● **Exercise requirements**
Extract every line of the entries below that contains the string "robe". Case counts, so copy only lines where the capitalization matches.

(Records)
──────────

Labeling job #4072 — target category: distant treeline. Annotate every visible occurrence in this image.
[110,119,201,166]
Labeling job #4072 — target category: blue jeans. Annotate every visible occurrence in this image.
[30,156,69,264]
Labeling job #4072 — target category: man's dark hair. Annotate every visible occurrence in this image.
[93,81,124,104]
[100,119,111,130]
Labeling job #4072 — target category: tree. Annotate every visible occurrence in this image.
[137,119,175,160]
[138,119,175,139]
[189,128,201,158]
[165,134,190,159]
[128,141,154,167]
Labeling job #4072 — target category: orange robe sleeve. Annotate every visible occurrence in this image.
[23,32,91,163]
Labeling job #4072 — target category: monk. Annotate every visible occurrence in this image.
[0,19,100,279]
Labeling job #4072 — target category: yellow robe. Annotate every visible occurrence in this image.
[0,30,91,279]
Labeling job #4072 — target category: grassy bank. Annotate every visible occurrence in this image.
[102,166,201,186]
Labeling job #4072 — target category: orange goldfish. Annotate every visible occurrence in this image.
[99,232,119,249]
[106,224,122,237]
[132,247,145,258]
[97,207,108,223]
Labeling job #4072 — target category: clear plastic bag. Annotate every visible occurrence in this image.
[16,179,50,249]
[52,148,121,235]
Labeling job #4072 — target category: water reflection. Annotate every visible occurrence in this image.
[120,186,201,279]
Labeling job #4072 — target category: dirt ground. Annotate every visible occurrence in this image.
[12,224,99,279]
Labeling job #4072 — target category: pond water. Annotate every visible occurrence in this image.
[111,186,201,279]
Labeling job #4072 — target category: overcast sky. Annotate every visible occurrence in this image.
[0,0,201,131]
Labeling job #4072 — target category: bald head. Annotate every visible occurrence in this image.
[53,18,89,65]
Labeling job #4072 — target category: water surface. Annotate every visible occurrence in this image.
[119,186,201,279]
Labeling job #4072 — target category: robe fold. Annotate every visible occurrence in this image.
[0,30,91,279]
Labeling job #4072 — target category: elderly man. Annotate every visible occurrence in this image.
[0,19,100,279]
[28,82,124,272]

──────────

● **Exercise response**
Labeling job #4072 — target category: orange robe sleeve. Annotate every visible occurrence in this image.
Labeling job #4072 — target category: yellow robe. Annotate every visible occurrence in this image.
Labeling job #4072 — target category: robe fold. Annotate every visible occurrence in this image.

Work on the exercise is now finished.